PROMPT: Resume the news piece about Forest's frontier exploration and its Cook Inlet work, starting right after its last sentence.

PASSAGE SHOWN:

The company is going to cut its frontier exploration exposure because that program in “the last decade has produced rates of return that were not consistent,” Clark said. He said rates of return “have been hampered by a strategy which allocated large amounts of capital for frontier exploration,” which “… not only presents hydrocarbon risk, but as we’ve experienced, significant development risk.”

And in Cook Inlet, Forest will “work to create a ‘go forward’ development plan for Redoubt Shoal that makes financial sense based on the knowledge gained — but we won’t be gaining more knowledge.”

In early September Clark emphasized to analysts that he didn’t plan to throw away value already created in the company’s frontier exploration program: “I just want to eliminate our dependence on one single project and the over allocation of capital and manpower to frontier activity.” He also said the company needs “to reduce the number of frontier areas through sales, trades or farm-outs.”

Reservoir study initiated

Clark also described results at Redoubt as “disappointing.”

Gary Carlson, then Forest senior vice president and head of the company’s Alaska region, told Petroleum News in June that the Redoubt reservoir was producing unexpectedly large amounts of water, and said that production had dropped from 4,000 bpd to around 3,500 bpd and was not expected to improve until more wells were drilled. Clark said in September that the water the company saw on a test of the Redoubt Shoal No. 6 well and on the Redoubt No. 4A logs, “is not consistent with the current mapping. We started a geologic study with a team from Denver to redo our geologic model,” he said, and the company hopes to have “a better picture of the reservoir and the reserves by year end.”

Clark told analysts there would be changes at Forest, and in August those changes were felt in Alaska.

On Aug. 21 a Forest spokesman confirmed that both Carlson and Paul White, the Alaska drilling manager, had left the company.

Forest said Sept. 24 that it had named Leonard Gurule, a former ARCO executive, as senior vice president of its Alaska operations. Gurule, most recently chairman of the board and CEO of Virginia Indonesia Co., previously spent 19 years with ARCO, most recently as executive vice president operations for ARCO Indonesia. Gurule also worked for ARCO in Alaska, managing ARCO’s Prudhoe Bay operations and construction activities, engineering support for ARCO’s Alaska exploration activities and petroleum engineering support for ARCO’s Kuparuk field. He has a bachelor of science degree in engineering from the University of New Mexico.

2000: Forest merges with Forcenergy

Forest’s interests in Alaska’s Cook Inlet date from July 2000, when it merged with Miami-based Forcenergy.

Those were heady days for the company, and Boswell said the merger “places the company in one of North America’s highest potential frontier exploration areas in Alaska with an established platform for expansion.”

DATA SHOWN:
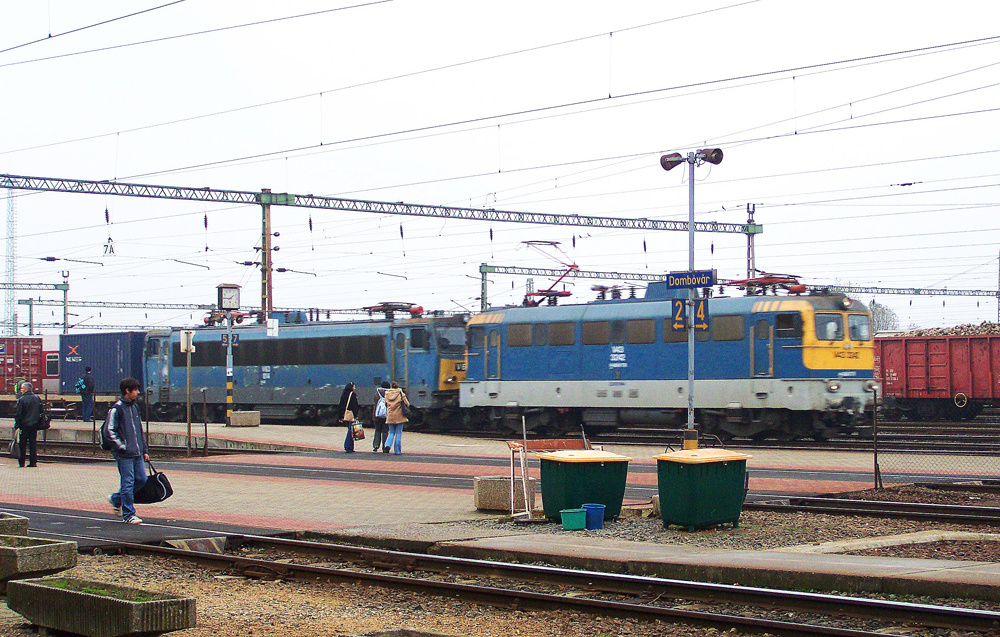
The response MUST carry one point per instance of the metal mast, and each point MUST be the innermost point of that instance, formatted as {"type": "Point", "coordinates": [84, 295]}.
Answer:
{"type": "Point", "coordinates": [10, 263]}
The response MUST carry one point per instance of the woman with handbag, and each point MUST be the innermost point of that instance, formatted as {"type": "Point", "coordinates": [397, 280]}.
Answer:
{"type": "Point", "coordinates": [395, 418]}
{"type": "Point", "coordinates": [346, 414]}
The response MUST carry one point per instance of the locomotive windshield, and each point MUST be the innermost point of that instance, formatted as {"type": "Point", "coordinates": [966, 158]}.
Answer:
{"type": "Point", "coordinates": [859, 327]}
{"type": "Point", "coordinates": [451, 342]}
{"type": "Point", "coordinates": [829, 327]}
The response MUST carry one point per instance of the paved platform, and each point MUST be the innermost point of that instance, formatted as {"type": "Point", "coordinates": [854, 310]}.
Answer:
{"type": "Point", "coordinates": [326, 491]}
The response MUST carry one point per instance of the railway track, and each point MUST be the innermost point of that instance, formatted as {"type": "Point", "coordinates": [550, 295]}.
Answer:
{"type": "Point", "coordinates": [959, 514]}
{"type": "Point", "coordinates": [518, 586]}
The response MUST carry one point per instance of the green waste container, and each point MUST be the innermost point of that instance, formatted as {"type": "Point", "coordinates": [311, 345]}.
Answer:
{"type": "Point", "coordinates": [701, 487]}
{"type": "Point", "coordinates": [572, 477]}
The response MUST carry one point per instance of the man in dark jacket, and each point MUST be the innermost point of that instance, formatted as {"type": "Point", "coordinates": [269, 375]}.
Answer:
{"type": "Point", "coordinates": [29, 409]}
{"type": "Point", "coordinates": [87, 394]}
{"type": "Point", "coordinates": [131, 453]}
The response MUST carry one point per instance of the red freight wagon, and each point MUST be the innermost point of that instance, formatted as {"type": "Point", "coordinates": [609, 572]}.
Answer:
{"type": "Point", "coordinates": [932, 377]}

THE OUTPUT:
Forest officials said they were familiar with Forcenergy from the Gulf of Mexico and Alaska, and saw two strengths in the merger: the ability to capitalize on Forcenergy properties in the Gulf of Mexico and possibilities in Alaska, specifically using Cook Inlet as a platform to expand in the state.

In Alaska, Forcenergy’s Redoubt Shoals development project stalled when the company ran into money difficulties in the late 1990s, but by 2000 was back on track with officials predicting that, if successful, the development could begin production at 5,000 barrels per day and rise to 20,000-30,000 bpd, which would have effectively doubled crude oil production from Cook Inlet.

Forcenergy also had a large inventory of undeveloped prospects, officials said, including the Sabre prospect in Cook Inlet, where the company had shot 3-D seismic, and one of three to four 50-100 million barrel prospects which Forest said it expected to drill over the next three to four years. Forest also said it believed there was a lot of potential left in the Unocal-operated McArthur River field, in which Forcenergy was a partner. And Forest said it agreed with Forcenergy that there was potential in other areas of Alaska.

Property base in Alaska from Forcenergy

Forcenergy began to acquire properties in the Cook Inlet in Southcentral Alaska in October 1996 when it bought some 40,000 acres of existing oil and gas leases at the Redoubt Shoal prospect.

In early December 1996, Forcenergy acquired Marathon Oil Co.’s Alaska oil interests, primarily partnerships in fields operated by Unocal in Cook Inlet, but also including minor North Slope interests. That acquisition made Forcenergy a partner in the Cook Inlet Unocal-operated McArthur River and Trading Bay fields, and gave it production. The companies expanded on that partnership, forming an alliance for developing and exploring and jointly acquiring tracts in the state’s December 1996 Cook Inlet lease sale.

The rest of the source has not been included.